What is required: Copy out each line of the listing below in which the string "brown" occurs.

─── Data for review

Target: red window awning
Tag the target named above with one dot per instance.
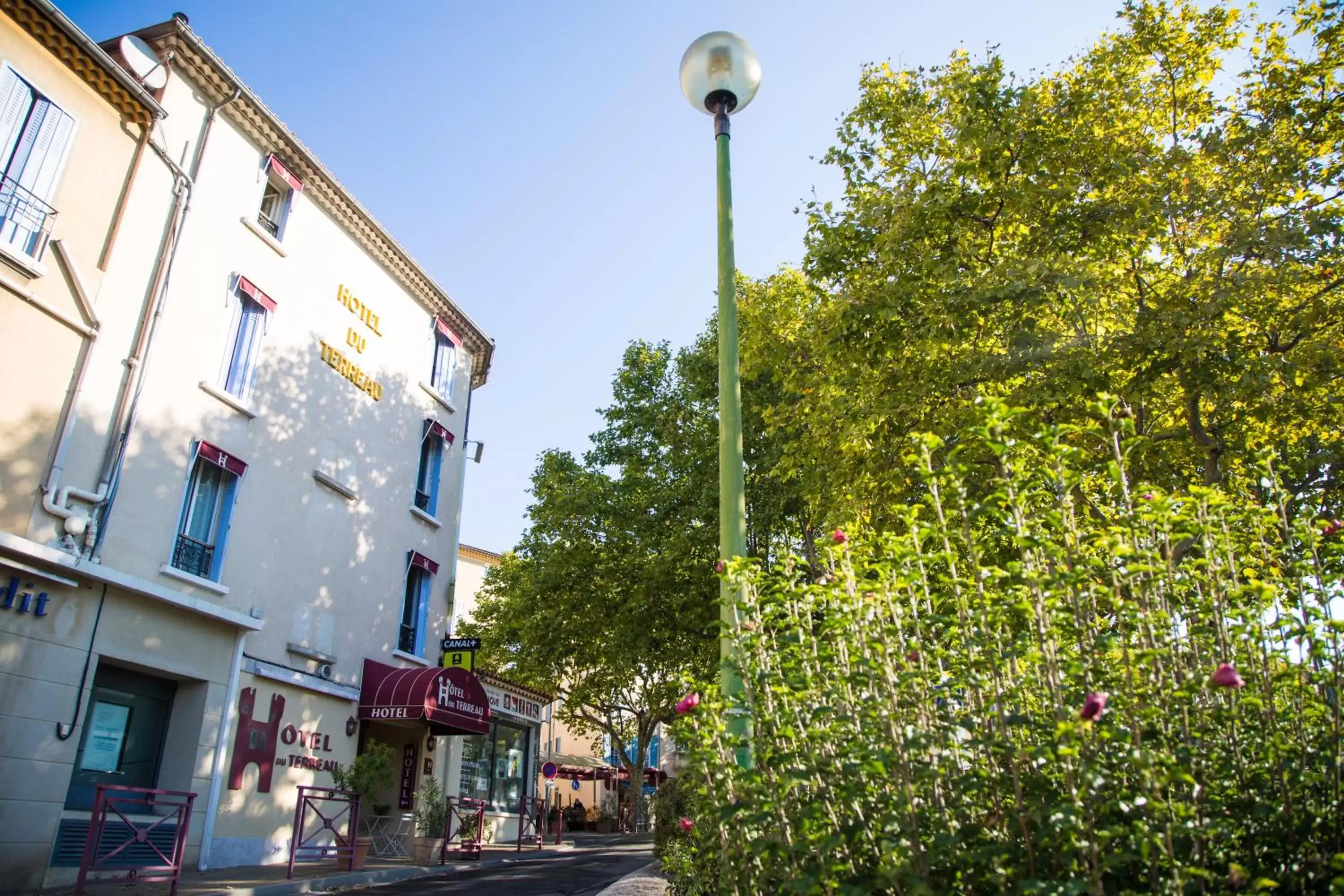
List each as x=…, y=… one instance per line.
x=217, y=456
x=452, y=702
x=441, y=326
x=418, y=559
x=284, y=174
x=249, y=289
x=440, y=431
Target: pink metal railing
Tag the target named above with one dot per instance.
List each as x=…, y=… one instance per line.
x=470, y=816
x=123, y=802
x=343, y=845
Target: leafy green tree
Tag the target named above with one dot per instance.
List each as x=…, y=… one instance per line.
x=1143, y=222
x=611, y=595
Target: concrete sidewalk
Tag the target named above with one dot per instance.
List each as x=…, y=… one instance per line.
x=647, y=882
x=310, y=878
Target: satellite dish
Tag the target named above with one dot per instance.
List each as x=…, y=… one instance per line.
x=144, y=62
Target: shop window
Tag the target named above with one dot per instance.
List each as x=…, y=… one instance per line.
x=495, y=766
x=34, y=138
x=420, y=577
x=277, y=198
x=433, y=439
x=444, y=374
x=252, y=312
x=203, y=526
x=123, y=738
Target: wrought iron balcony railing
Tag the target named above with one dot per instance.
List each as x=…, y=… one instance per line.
x=25, y=220
x=406, y=640
x=194, y=556
x=268, y=225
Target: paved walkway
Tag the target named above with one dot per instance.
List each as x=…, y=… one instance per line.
x=647, y=882
x=319, y=876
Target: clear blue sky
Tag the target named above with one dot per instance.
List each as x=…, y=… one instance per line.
x=539, y=160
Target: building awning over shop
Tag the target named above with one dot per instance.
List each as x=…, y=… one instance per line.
x=452, y=702
x=573, y=767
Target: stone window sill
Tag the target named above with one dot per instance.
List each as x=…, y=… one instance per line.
x=264, y=237
x=322, y=478
x=310, y=653
x=26, y=265
x=228, y=400
x=435, y=521
x=433, y=394
x=174, y=573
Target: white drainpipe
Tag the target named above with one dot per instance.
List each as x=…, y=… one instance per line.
x=217, y=771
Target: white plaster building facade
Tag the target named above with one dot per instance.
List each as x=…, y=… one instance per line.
x=240, y=489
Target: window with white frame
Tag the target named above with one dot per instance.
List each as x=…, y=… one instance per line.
x=277, y=197
x=447, y=349
x=433, y=440
x=252, y=311
x=420, y=578
x=206, y=509
x=34, y=138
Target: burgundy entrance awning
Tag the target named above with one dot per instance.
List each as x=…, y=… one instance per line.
x=451, y=700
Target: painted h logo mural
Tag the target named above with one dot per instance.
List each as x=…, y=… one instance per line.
x=256, y=741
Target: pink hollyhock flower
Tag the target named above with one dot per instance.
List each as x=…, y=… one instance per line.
x=689, y=703
x=1093, y=707
x=1226, y=677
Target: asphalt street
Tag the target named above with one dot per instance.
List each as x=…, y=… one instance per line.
x=569, y=874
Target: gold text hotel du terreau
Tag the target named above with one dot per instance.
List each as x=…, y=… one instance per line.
x=359, y=342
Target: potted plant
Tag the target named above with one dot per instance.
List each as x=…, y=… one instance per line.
x=369, y=774
x=431, y=820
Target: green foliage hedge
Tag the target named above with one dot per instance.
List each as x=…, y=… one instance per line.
x=918, y=704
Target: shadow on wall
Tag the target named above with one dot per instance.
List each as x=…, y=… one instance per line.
x=330, y=571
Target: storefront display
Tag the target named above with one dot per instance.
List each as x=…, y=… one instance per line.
x=495, y=766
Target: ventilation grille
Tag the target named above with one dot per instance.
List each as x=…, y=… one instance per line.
x=74, y=832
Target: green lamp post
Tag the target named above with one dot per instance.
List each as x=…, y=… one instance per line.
x=721, y=76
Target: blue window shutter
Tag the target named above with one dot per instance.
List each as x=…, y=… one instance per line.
x=39, y=175
x=226, y=515
x=422, y=612
x=15, y=101
x=445, y=366
x=436, y=470
x=242, y=359
x=191, y=481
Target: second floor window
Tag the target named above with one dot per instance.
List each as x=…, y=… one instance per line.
x=252, y=310
x=34, y=138
x=203, y=526
x=433, y=440
x=447, y=343
x=420, y=577
x=277, y=197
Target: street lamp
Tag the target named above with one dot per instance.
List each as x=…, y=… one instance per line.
x=719, y=76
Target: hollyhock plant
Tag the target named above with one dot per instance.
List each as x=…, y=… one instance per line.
x=687, y=703
x=1226, y=677
x=1093, y=707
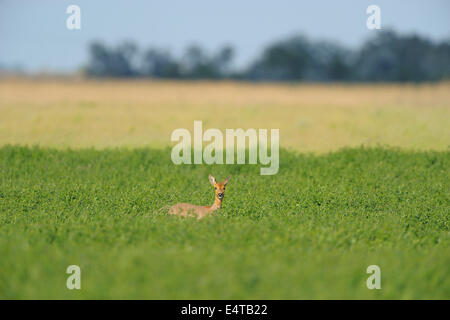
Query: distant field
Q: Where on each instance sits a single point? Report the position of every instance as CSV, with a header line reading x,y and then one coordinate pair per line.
x,y
90,194
308,232
316,118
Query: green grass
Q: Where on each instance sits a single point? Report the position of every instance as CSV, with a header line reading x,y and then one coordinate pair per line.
x,y
308,232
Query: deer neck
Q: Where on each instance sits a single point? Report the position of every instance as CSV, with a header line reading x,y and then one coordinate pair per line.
x,y
217,204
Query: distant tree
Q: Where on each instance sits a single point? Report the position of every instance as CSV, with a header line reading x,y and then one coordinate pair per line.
x,y
222,61
197,64
159,64
391,57
107,62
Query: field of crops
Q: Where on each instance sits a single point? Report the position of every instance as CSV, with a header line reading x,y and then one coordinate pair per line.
x,y
309,231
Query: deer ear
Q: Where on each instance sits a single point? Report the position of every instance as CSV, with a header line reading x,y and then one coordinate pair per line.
x,y
212,180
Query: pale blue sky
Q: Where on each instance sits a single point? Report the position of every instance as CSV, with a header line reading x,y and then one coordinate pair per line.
x,y
33,33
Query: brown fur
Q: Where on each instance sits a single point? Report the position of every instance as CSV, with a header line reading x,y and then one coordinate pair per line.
x,y
190,210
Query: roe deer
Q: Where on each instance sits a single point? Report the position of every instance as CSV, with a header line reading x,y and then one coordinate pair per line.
x,y
187,209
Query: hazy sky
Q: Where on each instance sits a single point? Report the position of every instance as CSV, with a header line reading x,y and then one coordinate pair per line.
x,y
33,33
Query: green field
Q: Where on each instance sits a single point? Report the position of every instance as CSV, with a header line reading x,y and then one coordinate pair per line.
x,y
308,232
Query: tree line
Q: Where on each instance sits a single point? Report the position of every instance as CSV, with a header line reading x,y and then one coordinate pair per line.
x,y
387,56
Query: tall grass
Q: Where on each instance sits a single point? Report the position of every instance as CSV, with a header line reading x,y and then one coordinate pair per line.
x,y
308,232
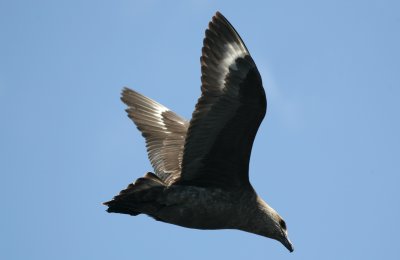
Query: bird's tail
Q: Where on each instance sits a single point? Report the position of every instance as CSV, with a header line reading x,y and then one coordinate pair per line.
x,y
139,197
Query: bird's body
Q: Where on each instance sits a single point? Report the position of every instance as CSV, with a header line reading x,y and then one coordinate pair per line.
x,y
201,167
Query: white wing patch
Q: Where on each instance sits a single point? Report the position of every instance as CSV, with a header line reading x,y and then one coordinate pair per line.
x,y
232,51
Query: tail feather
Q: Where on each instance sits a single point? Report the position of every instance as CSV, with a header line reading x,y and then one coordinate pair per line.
x,y
139,197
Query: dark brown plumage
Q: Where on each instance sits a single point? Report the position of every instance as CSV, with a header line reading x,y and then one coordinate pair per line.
x,y
201,167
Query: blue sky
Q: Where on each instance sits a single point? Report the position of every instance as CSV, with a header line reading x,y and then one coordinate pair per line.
x,y
326,156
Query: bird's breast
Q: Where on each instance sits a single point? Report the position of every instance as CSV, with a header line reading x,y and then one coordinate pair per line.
x,y
200,208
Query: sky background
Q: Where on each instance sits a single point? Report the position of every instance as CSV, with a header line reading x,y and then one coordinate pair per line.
x,y
326,156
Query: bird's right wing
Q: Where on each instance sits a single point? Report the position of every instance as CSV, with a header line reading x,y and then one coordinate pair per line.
x,y
164,131
228,113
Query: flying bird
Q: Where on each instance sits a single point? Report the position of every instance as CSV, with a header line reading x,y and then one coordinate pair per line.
x,y
201,167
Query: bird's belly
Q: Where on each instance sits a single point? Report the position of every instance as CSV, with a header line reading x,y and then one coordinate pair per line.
x,y
199,208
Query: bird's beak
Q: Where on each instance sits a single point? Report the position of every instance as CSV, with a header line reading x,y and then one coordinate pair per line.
x,y
286,242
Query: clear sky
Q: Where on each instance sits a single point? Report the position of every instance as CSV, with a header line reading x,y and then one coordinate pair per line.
x,y
326,156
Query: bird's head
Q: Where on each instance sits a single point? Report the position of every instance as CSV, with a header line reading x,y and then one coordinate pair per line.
x,y
272,225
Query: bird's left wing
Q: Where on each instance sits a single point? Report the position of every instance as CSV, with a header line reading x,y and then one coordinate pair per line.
x,y
228,113
164,131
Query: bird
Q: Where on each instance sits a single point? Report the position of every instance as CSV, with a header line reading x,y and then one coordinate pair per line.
x,y
201,166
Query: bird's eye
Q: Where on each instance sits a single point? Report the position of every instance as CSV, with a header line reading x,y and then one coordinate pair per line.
x,y
283,224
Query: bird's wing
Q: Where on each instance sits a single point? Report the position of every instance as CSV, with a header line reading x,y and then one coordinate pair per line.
x,y
164,131
228,113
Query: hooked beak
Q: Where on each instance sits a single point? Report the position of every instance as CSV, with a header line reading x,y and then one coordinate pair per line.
x,y
286,242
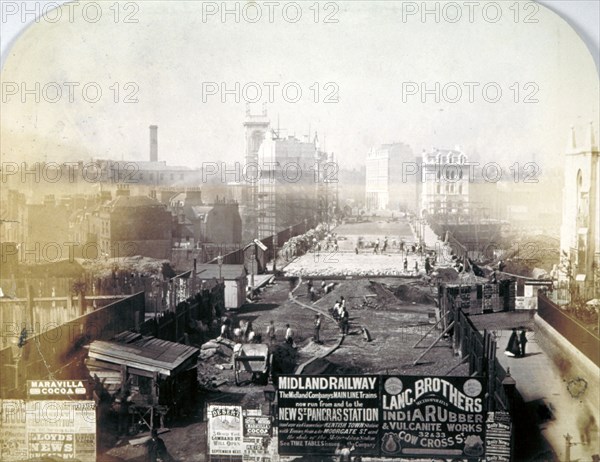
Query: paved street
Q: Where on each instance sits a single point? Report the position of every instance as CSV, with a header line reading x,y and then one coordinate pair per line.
x,y
540,381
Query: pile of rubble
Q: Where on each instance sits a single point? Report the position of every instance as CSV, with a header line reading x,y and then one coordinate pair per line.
x,y
215,365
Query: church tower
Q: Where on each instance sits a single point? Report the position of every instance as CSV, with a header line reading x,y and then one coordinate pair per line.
x,y
256,127
580,234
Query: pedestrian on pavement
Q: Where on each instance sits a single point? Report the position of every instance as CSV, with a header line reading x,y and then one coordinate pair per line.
x,y
512,348
376,247
312,294
271,332
225,331
123,401
522,342
317,329
157,450
336,310
344,321
289,335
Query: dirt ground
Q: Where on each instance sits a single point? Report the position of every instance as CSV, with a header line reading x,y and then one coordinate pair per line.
x,y
395,326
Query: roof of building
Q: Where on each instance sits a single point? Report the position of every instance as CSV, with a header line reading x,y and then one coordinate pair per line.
x,y
134,201
145,353
227,272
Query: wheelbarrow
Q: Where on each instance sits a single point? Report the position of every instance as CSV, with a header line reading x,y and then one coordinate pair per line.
x,y
253,359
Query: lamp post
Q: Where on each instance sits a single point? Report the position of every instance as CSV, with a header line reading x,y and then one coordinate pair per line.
x,y
270,393
220,263
509,384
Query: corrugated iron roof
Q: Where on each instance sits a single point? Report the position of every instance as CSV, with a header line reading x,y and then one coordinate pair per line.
x,y
145,353
228,272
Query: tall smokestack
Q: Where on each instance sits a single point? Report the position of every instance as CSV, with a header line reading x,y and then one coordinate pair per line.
x,y
153,143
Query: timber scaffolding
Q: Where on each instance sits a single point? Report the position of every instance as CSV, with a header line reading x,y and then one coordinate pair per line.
x,y
476,348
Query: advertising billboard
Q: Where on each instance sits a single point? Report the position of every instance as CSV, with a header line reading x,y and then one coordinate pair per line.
x,y
317,413
36,429
385,416
432,417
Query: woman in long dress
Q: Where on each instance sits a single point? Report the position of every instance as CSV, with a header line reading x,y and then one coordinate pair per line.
x,y
512,348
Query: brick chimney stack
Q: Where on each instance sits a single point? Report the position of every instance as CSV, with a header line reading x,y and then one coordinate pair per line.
x,y
153,143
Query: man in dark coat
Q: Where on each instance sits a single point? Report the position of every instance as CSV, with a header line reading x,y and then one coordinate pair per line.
x,y
157,451
522,341
512,348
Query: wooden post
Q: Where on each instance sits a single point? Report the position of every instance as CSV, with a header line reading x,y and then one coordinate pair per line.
x,y
416,361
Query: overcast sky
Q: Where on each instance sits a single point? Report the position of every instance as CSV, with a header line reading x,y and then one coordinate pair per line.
x,y
370,57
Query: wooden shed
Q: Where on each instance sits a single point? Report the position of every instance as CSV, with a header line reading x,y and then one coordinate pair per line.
x,y
234,277
161,375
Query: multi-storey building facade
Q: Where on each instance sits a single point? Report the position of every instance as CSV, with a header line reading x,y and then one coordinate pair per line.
x,y
445,180
391,180
580,232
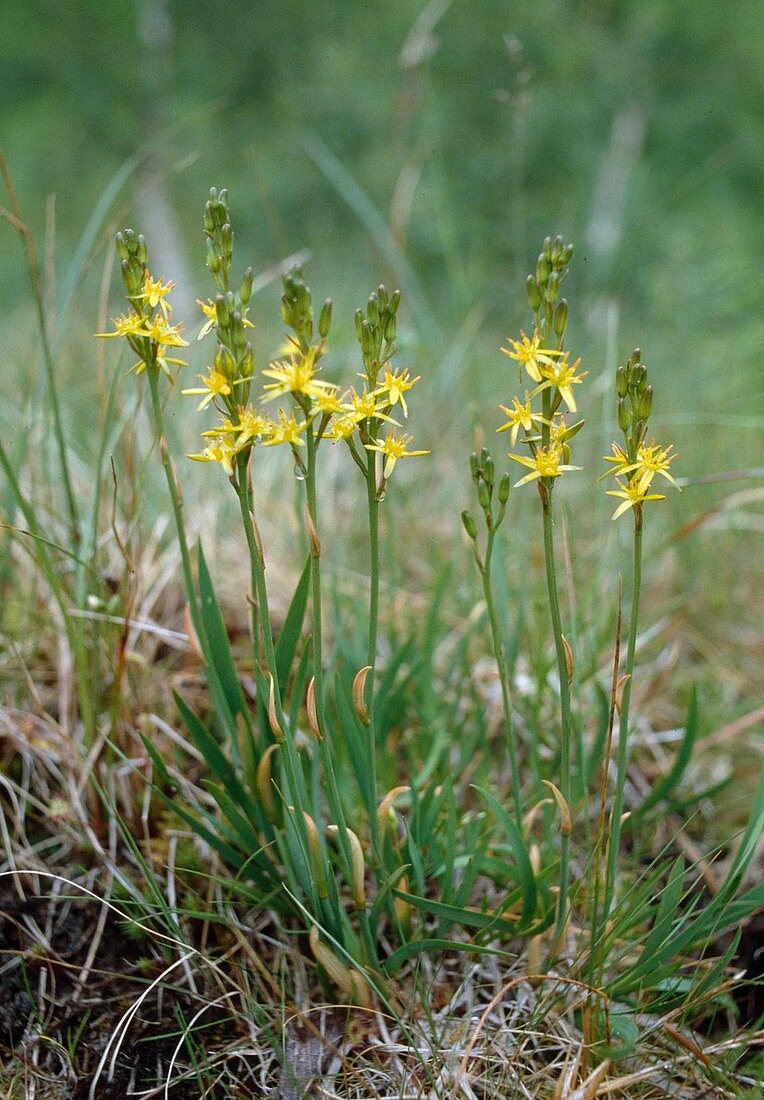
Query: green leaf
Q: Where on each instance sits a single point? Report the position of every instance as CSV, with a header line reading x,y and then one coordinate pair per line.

──────

Task answer:
Query: brown fur
Query: dark brown plumage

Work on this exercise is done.